▶ **Recorded data**:
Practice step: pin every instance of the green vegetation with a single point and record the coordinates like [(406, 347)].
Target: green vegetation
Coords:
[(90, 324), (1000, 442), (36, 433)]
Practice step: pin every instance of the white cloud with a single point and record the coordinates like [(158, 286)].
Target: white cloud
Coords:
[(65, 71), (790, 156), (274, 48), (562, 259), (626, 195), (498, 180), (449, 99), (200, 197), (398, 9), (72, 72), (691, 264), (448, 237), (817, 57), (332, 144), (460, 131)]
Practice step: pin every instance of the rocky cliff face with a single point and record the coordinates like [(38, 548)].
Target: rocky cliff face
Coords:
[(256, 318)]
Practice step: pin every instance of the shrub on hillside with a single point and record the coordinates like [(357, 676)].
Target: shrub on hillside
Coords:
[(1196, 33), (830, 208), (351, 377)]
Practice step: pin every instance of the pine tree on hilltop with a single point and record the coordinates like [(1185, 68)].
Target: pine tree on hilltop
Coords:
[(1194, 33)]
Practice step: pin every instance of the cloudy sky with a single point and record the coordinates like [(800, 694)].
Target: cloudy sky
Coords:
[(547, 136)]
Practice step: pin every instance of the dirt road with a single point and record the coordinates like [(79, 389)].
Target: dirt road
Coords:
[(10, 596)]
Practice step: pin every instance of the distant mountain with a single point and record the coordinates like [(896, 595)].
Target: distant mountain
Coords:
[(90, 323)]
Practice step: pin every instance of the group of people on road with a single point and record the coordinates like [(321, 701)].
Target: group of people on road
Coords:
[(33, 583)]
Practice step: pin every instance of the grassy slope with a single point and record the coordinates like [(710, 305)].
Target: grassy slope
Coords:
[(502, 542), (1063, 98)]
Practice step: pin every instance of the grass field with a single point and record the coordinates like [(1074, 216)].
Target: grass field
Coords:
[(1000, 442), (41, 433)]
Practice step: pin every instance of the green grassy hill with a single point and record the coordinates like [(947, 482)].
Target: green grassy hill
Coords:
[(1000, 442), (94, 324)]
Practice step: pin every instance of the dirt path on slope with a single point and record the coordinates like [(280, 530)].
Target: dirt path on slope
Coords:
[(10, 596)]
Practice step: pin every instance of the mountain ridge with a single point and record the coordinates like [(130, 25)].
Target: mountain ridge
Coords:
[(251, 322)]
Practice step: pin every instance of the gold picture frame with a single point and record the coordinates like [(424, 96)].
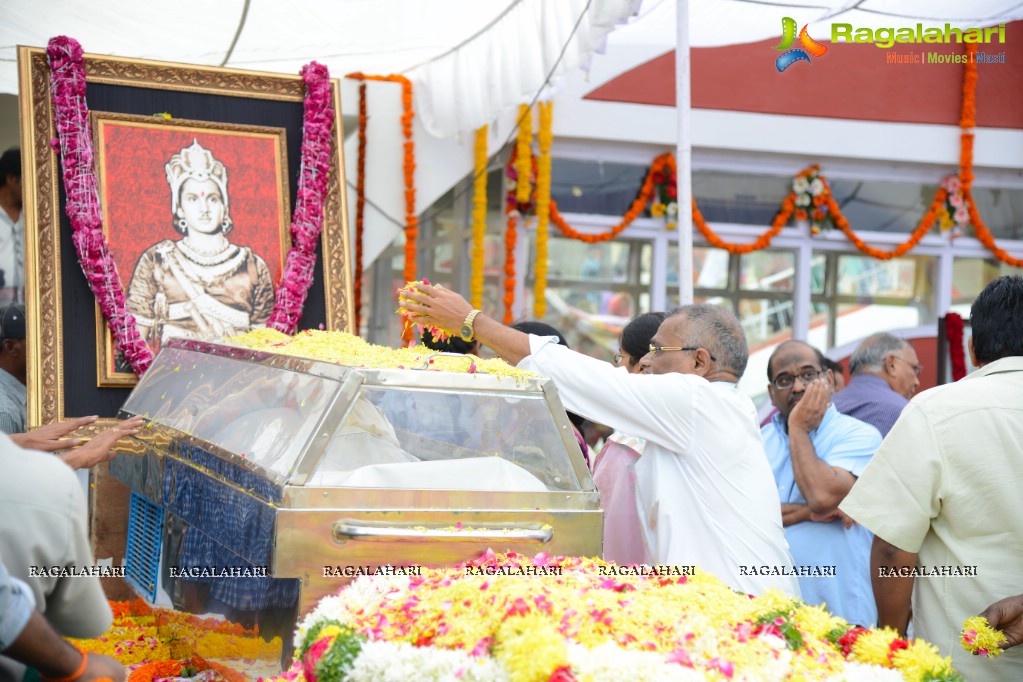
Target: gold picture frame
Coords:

▶ **Exercise prompt**:
Can you copy out all of the lines above word for word, leaving any pictures out of your answer?

▶ **Reply to the task**:
Practice step: pin every instance of the green vegetation with a single point and record the coordinates like [(406, 347)].
Target: green vegetation
Coords:
[(90, 324), (1000, 442), (36, 433)]
Practice step: pin every instance of the white cloud with a single point and record the coordinates like [(158, 286)].
Target: white cloud
Coords:
[(65, 71), (790, 156), (274, 48), (562, 259), (626, 195), (498, 180), (449, 99), (200, 197), (398, 9), (72, 72), (691, 264), (448, 237), (817, 57), (332, 144), (460, 131)]
Practice step: pin every instance of the rocky cliff face with a single point and record the coordinates like [(38, 548)].
Target: rocky cliff face
Coords:
[(256, 318)]
Practice step: pin every instance of the shrub on hillside with a single point and record the coordinates like [(357, 676)].
Target: shrub on hillside
Coords:
[(1196, 33), (830, 208), (351, 377)]
Practice step: pin every instance of the pine tree on hilltop with a single point and record the coordinates like [(1185, 68)].
Target: pine tree on hilltop
Coords:
[(1194, 33)]
Practice step: pin every instance of the cloudy sky with a single point and record the coordinates like [(800, 694)].
Target: cloudy sky
Coords:
[(547, 136)]
Practice step: pin every instance of the dirt road with a single point and record the coordinates like [(79, 389)].
Target: dirt road
Coords:
[(10, 596)]
Practice step: pin every instance of the distant mountain with a single point and record the coordinates like [(896, 595)].
Target: distant mountain
Coords:
[(90, 323)]
Practice step: pin every instance of the group of people on road with a single point and record the coordinates like [(321, 701)].
Target: group of people on road
Coords:
[(33, 583)]
Practice step: pin every instance of the grassy slope with a single point and record the coordinates like [(710, 305)].
Target: grassy slope
Coords:
[(502, 542), (1063, 98)]
Practice step: pin every instance of the grass field with a single point and record the coordinates like [(1074, 216)].
Target: grass field
Coords:
[(1000, 442), (41, 433)]
Practice step: pin every instance of the green grassy hill with a single point and record the coordinates like [(947, 482)].
Target: green grassy hill
Coords:
[(1000, 442), (94, 324)]
Practice step: pin every instance of the dirt path on slope with a single point and record the coordinates like [(280, 530)].
Target: dirt path on slope
Coords:
[(10, 596)]
Practice step: pin every instance of the mountain ridge with a single point and record the coordinates like [(130, 25)].
Target: mountain ridge
Coords:
[(251, 322)]
Practice step: pin every instance of the gold picture frame with a single point and record the coordinates like [(424, 96)].
Target: gold picture frame
Coords:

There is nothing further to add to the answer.